§ **AUSZUFÜHRENDE AUFGABE**
Wandle die Zeilen aller Datensätze unten in eine Markdown-Tabelle mit den Spalten „Nr.“ für die fortlaufende Nummer und „Zeile“ für den Zeileninhalt um, wobei Leerzeilen entfallen. Die Bilder gehören nicht in die Antwort.

§ **BEREITGESTELLTES MATERIAL**
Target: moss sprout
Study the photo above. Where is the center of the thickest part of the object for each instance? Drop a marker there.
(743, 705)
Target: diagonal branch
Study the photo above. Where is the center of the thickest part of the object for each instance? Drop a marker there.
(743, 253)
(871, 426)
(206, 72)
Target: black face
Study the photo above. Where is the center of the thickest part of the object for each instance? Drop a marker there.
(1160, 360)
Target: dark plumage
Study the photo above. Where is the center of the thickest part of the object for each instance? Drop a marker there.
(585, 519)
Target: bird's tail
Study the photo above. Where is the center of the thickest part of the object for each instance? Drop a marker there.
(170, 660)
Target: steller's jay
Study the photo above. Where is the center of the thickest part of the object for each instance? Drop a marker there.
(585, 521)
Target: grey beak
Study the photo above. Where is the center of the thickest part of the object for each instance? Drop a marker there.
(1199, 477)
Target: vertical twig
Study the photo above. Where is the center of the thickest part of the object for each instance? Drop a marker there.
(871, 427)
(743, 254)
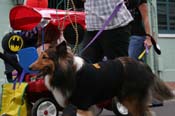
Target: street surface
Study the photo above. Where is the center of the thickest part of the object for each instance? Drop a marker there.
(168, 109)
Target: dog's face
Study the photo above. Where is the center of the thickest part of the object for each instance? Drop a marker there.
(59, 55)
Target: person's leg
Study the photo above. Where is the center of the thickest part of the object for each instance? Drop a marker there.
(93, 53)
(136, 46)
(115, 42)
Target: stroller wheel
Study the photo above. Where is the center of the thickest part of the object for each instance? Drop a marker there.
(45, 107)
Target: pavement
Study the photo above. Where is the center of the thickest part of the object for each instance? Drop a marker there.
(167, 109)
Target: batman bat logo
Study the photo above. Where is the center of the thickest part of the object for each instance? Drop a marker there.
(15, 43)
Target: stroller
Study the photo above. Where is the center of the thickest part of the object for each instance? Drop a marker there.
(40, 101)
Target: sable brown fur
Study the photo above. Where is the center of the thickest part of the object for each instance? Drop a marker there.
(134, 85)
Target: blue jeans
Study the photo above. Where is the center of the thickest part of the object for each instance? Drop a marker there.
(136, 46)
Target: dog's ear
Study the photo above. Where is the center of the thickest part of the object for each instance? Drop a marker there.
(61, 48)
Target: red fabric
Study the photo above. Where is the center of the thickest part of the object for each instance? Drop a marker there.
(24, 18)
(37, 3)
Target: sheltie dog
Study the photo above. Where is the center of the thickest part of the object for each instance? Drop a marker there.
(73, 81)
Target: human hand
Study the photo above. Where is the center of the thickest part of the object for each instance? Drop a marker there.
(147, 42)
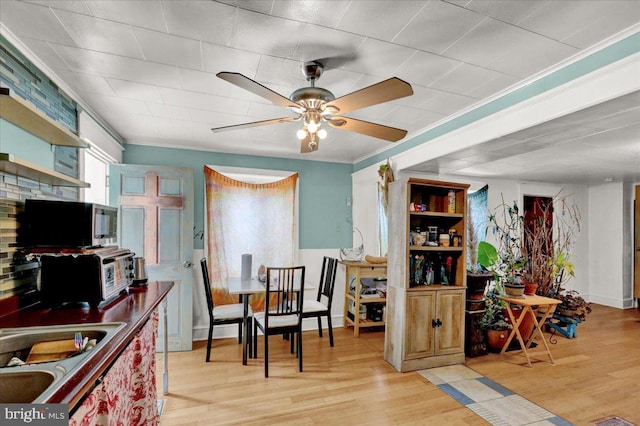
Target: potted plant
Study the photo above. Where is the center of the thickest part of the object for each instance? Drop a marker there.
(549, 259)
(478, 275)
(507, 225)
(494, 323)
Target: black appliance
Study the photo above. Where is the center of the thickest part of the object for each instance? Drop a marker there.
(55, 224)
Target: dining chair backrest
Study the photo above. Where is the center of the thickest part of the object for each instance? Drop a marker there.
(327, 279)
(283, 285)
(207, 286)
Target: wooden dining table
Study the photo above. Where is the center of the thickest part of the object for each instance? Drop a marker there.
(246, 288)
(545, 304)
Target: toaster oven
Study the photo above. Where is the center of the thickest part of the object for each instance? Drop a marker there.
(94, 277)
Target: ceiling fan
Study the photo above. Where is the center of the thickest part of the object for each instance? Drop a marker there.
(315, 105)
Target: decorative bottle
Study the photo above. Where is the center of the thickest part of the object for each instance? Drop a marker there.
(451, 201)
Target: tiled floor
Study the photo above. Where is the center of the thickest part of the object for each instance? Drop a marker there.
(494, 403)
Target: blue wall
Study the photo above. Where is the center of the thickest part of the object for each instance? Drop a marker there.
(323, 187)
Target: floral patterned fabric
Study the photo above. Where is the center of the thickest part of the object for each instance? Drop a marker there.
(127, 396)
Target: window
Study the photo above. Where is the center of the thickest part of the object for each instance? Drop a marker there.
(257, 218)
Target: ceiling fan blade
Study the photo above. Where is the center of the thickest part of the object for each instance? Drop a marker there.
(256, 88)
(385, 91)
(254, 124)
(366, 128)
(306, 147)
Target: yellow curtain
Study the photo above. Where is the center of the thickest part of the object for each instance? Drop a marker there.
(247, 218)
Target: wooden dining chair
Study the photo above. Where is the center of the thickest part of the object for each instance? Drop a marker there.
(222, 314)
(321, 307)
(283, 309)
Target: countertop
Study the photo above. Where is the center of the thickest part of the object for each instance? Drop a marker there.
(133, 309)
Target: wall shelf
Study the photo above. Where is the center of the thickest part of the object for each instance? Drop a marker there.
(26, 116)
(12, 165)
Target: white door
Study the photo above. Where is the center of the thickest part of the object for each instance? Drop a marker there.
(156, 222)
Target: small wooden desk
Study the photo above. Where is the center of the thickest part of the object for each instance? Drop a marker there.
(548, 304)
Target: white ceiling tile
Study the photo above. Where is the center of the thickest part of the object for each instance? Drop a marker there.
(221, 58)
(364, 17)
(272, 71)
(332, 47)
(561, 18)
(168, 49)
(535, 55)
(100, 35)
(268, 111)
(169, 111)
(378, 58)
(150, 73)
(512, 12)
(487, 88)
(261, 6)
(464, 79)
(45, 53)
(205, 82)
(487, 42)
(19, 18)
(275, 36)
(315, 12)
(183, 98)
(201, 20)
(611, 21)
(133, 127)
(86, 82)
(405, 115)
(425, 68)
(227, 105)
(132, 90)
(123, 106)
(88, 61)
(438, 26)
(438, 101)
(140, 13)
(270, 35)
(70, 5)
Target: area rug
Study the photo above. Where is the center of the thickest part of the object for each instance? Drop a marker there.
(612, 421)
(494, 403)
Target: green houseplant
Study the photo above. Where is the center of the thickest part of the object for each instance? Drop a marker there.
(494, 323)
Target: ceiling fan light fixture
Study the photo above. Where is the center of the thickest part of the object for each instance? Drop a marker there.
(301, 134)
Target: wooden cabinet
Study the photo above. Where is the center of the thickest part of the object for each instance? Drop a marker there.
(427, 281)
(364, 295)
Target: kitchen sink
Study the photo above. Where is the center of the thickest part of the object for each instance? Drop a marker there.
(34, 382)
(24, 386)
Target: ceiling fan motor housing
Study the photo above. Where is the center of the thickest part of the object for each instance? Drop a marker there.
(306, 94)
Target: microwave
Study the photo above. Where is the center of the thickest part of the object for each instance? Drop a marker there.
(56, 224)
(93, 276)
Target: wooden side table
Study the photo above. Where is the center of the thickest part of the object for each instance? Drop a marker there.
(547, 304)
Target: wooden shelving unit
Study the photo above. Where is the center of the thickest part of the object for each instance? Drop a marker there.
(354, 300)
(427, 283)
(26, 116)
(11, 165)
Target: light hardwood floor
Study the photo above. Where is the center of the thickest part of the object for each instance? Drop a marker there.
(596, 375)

§ **ANTWORT ZUR AUFGABE**
| Nr. | Zeile |
|---|---|
| 1 | Target: moss sprout |
| 2 | Study the photo above. Where is the center of the thickest part of the object for each instance? Drop a marker there. |
| 3 | (743, 705) |
| 4 | Target: diagonal branch |
| 5 | Study the photo above. Where is the center of the thickest part of the object for each instance? Drop a marker there. |
| 6 | (743, 253) |
| 7 | (871, 426) |
| 8 | (206, 72) |
| 9 | Target: black face |
| 10 | Study the photo above. Where is the center of the thickest part of the object for each instance? Drop a marker there. |
| 11 | (1160, 360) |
| 12 | Target: dark plumage |
| 13 | Study the photo above. Where is the center of the thickest part of the object for each instance? Drop a marker there. |
| 14 | (585, 519) |
| 15 | Target: bird's tail |
| 16 | Study the photo above. Where is the center of the thickest part of the object for each instance? Drop a marker there. |
| 17 | (170, 660) |
| 18 | Target: steller's jay |
| 19 | Study the photo above. Where is the center of the thickest part of the object for each instance? Drop a marker there. |
| 20 | (585, 521) |
| 21 | Target: grey beak |
| 22 | Study the photo above. Where is the center of the thickest part of the object for each instance? Drop a marker there. |
| 23 | (1199, 477) |
| 24 | Target: vertical twig |
| 25 | Study the photo above. Where is the center of the thickest part of the object for each instance? Drop a marker there. |
| 26 | (871, 427) |
| 27 | (743, 254) |
| 28 | Target: street surface |
| 29 | Study the photo above. Where is the center of the thickest part of the object for each instance? Drop a marker there. |
| 30 | (168, 109) |
| 31 | Target: dog's face |
| 32 | Study the photo above. Where is the center of the thickest part of the object for each instance? Drop a marker there. |
| 33 | (59, 55) |
| 34 | Target: person's leg |
| 35 | Study the photo above. Where is the center of the thickest part of the object for each instance? Drop a marker there. |
| 36 | (93, 53) |
| 37 | (136, 46) |
| 38 | (115, 42) |
| 39 | Target: stroller wheel |
| 40 | Study the photo above. Where is the center of the thickest part of the object for each instance? Drop a marker there. |
| 41 | (45, 107) |
| 42 | Target: pavement |
| 43 | Study the photo above. Where is the center of the thickest part of the object for each instance? Drop a marker there. |
| 44 | (167, 109) |
| 45 | Target: batman bat logo |
| 46 | Study the photo above. Where is the center of the thickest part of the object for each instance? Drop a marker there. |
| 47 | (15, 43) |
| 48 | Target: stroller |
| 49 | Study the photo above. Where is the center of the thickest part of the object for each instance? Drop a marker there. |
| 50 | (40, 101) |
| 51 | Target: sable brown fur |
| 52 | Study the photo above. Where is the center of the thickest part of the object for each instance? Drop a marker there. |
| 53 | (134, 85) |
| 54 | Target: blue jeans |
| 55 | Study the photo above. Where is the center of the thickest part of the object for each instance? Drop a marker there. |
| 56 | (136, 46) |
| 57 | Target: dog's ear |
| 58 | Study the photo above. Where is the center of the thickest part of the object for each instance? Drop a marker there. |
| 59 | (61, 48) |
| 60 | Target: red fabric |
| 61 | Study the photo above. Where is the center of the thickest part of the object for each instance? Drop a marker there. |
| 62 | (24, 18) |
| 63 | (37, 3) |
| 64 | Target: sheltie dog |
| 65 | Study the photo above. Where is the center of the thickest part of the object for each instance? Drop a marker there. |
| 66 | (73, 81) |
| 67 | Target: human hand |
| 68 | Study the photo above. Where is the center of the thickest part of the object for each instance? Drop a marker there. |
| 69 | (147, 42) |
| 70 | Target: potted plant |
| 71 | Study the photo above. Where is the center of the thickest part of the object for each instance? Drop a marker there. |
| 72 | (549, 259) |
| 73 | (478, 275) |
| 74 | (507, 225) |
| 75 | (494, 323) |
| 76 | Target: black appliance |
| 77 | Study the photo above. Where is the center of the thickest part of the object for each instance? Drop a marker there. |
| 78 | (55, 224) |
| 79 | Target: dining chair backrest |
| 80 | Study the photo above. Where is the center of the thickest part of the object for each instance? Drop a marker there. |
| 81 | (327, 279) |
| 82 | (283, 285) |
| 83 | (207, 286) |
| 84 | Target: wooden dining table |
| 85 | Study the photo above. Where is the center of the thickest part of the object for each instance? Drop a marker there. |
| 86 | (246, 288) |
| 87 | (545, 304) |
| 88 | Target: toaster oven |
| 89 | Study the photo above. Where is the center of the thickest part of the object for each instance? Drop a marker there. |
| 90 | (94, 277) |
| 91 | Target: ceiling fan |
| 92 | Study the photo above. Where is the center of the thickest part of the object for each instance? Drop a marker there. |
| 93 | (315, 105) |
| 94 | Target: decorative bottle |
| 95 | Study the photo above. Where is the center of the thickest part of the object for each instance? Drop a marker there. |
| 96 | (451, 201) |
| 97 | Target: tiled floor |
| 98 | Study the photo above. Where is the center of the thickest part of the object for each instance? Drop a marker there. |
| 99 | (494, 403) |
| 100 | Target: blue wall |
| 101 | Study the photo above. Where is the center of the thickest part of the object for each instance? Drop a marker there. |
| 102 | (323, 187) |
| 103 | Target: floral patterned fabric |
| 104 | Study the photo above. Where is the center of the thickest part of the object for each instance? Drop a marker there. |
| 105 | (127, 396) |
| 106 | Target: window |
| 107 | Study the photo above. Where is the center of the thickest part of the object for each instance? Drop a marker there. |
| 108 | (257, 218) |
| 109 | Target: ceiling fan blade |
| 110 | Study the photo above. Where is the center of the thickest part of the object for each instance? Drop a marker there. |
| 111 | (256, 88) |
| 112 | (385, 91) |
| 113 | (254, 124) |
| 114 | (366, 128) |
| 115 | (306, 147) |
| 116 | Target: yellow curtain |
| 117 | Study the photo above. Where is the center of the thickest part of the object for each instance? Drop a marker there. |
| 118 | (247, 218) |
| 119 | Target: wooden dining chair |
| 120 | Study the photo above. Where is the center of the thickest part of the object for each instance? Drop a marker there. |
| 121 | (222, 314) |
| 122 | (321, 307) |
| 123 | (283, 309) |
| 124 | Target: countertop |
| 125 | Study the photo above. Where is the center of the thickest part of the object for each instance? Drop a marker there. |
| 126 | (133, 309) |
| 127 | Target: wall shelf |
| 128 | Study the photo above. Where is the center of the thickest part of the object for each instance? Drop a marker there. |
| 129 | (26, 116) |
| 130 | (12, 165) |
| 131 | Target: white door |
| 132 | Study the photo above. Where is the center of the thickest part of the object for each instance? Drop a marker there. |
| 133 | (156, 222) |
| 134 | Target: small wooden desk |
| 135 | Study the photo above. Where is the center of the thickest part of the object for each instance? Drop a marker there. |
| 136 | (548, 304) |
| 137 | Target: white ceiling tile |
| 138 | Study the photo above. Where is the center of the thickest part of the object for each instance? Drop a marker there. |
| 139 | (221, 58) |
| 140 | (364, 17) |
| 141 | (272, 71) |
| 142 | (332, 47) |
| 143 | (561, 18) |
| 144 | (168, 49) |
| 145 | (535, 55) |
| 146 | (100, 35) |
| 147 | (268, 111) |
| 148 | (169, 111) |
| 149 | (378, 58) |
| 150 | (150, 73) |
| 151 | (512, 12) |
| 152 | (487, 88) |
| 153 | (261, 6) |
| 154 | (464, 79) |
| 155 | (45, 53) |
| 156 | (205, 82) |
| 157 | (487, 42) |
| 158 | (19, 18) |
| 159 | (275, 36) |
| 160 | (315, 12) |
| 161 | (183, 98) |
| 162 | (201, 20) |
| 163 | (611, 21) |
| 164 | (133, 127) |
| 165 | (86, 82) |
| 166 | (405, 115) |
| 167 | (425, 68) |
| 168 | (227, 105) |
| 169 | (132, 90) |
| 170 | (123, 106) |
| 171 | (88, 61) |
| 172 | (438, 26) |
| 173 | (438, 101) |
| 174 | (140, 13) |
| 175 | (270, 35) |
| 176 | (70, 5) |
| 177 | Target: area rug |
| 178 | Study the photo above. Where is the center of the thickest part of the object for each instance? Drop a marker there. |
| 179 | (612, 421) |
| 180 | (494, 403) |
| 181 | Target: green houseplant |
| 182 | Study the photo above. Where is the center of the thickest part of the object for each instance? Drop a marker there. |
| 183 | (494, 323) |
| 184 | Target: ceiling fan light fixture |
| 185 | Study the photo above. Where is the center of the thickest part of the object for each instance? Drop a marker there. |
| 186 | (301, 134) |
| 187 | Target: wooden cabinet |
| 188 | Study the photo above. Where is the center of the thickest part of the object for each instance? Drop a marker there. |
| 189 | (427, 281) |
| 190 | (364, 295) |
| 191 | Target: kitchen sink |
| 192 | Study the photo above. Where is the center of the thickest part of the object for each instance? Drop a marker there. |
| 193 | (34, 382) |
| 194 | (24, 386) |
| 195 | Target: ceiling fan motor housing |
| 196 | Study the photo above. Where is the center of the thickest part of the object for each instance? Drop a marker there. |
| 197 | (306, 94) |
| 198 | Target: microwave |
| 199 | Study the photo above. Where is the center of the thickest part of the object for each instance? Drop a marker there. |
| 200 | (56, 224) |
| 201 | (93, 276) |
| 202 | Target: wooden side table |
| 203 | Study the photo above. Where is the center of the thickest part of the object for each instance? Drop a marker there. |
| 204 | (547, 304) |
| 205 | Target: wooden shelving unit |
| 206 | Study the photo above. Where is the center of the thickest part of the object for each instance? Drop a marker there. |
| 207 | (354, 300) |
| 208 | (427, 283) |
| 209 | (26, 116) |
| 210 | (11, 165) |
| 211 | Target: light hardwood floor |
| 212 | Study the photo above. Where is the center of the thickest part of the object for each instance? Drop a marker there. |
| 213 | (596, 375) |